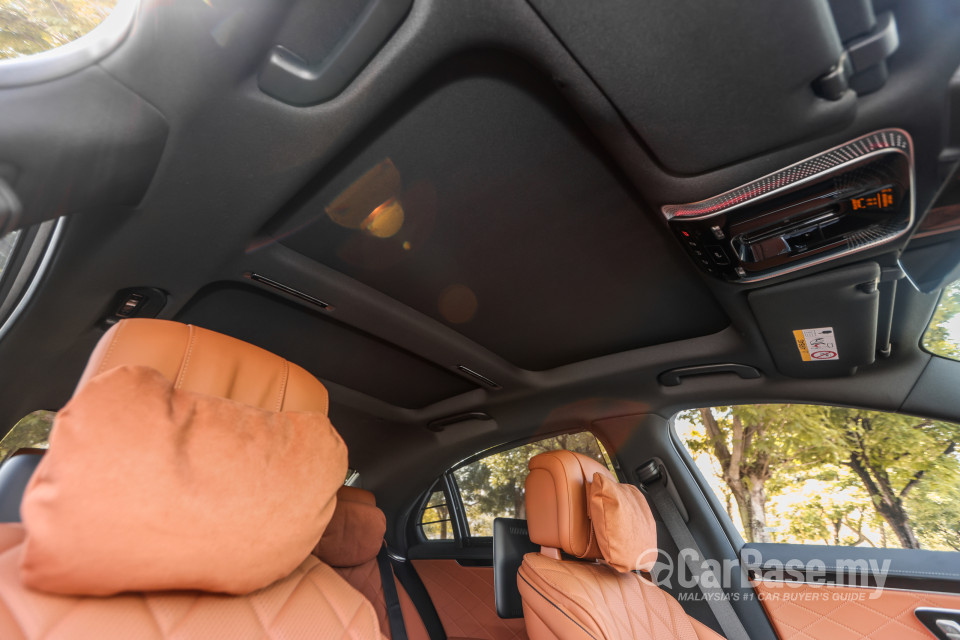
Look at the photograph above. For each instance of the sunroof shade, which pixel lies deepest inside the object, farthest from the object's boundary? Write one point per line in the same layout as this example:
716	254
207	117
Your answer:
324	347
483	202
****************
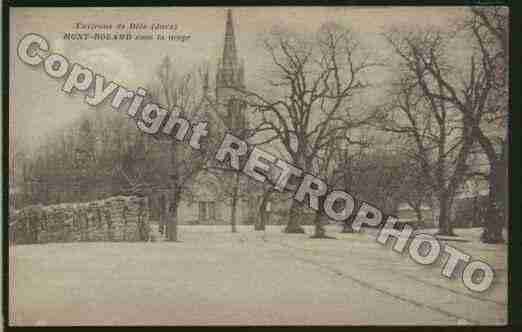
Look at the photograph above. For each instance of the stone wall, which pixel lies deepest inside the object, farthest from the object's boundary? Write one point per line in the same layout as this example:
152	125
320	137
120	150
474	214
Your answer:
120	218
****************
• Directive
Gather every line above that contains the word "inside", and copy each one out in full.

• Output
Look at the photograph above. For each instance of the sunroof shade, which pixel lies deepest inside the object, farthest from the object's boundary? Write one point per line in the same layout as this example:
Look at the photograph above. For each instance of the stone wall, which pixel lies deepest inside the object, farthest from the object's boundary? Write one point per line in the same layout as this example:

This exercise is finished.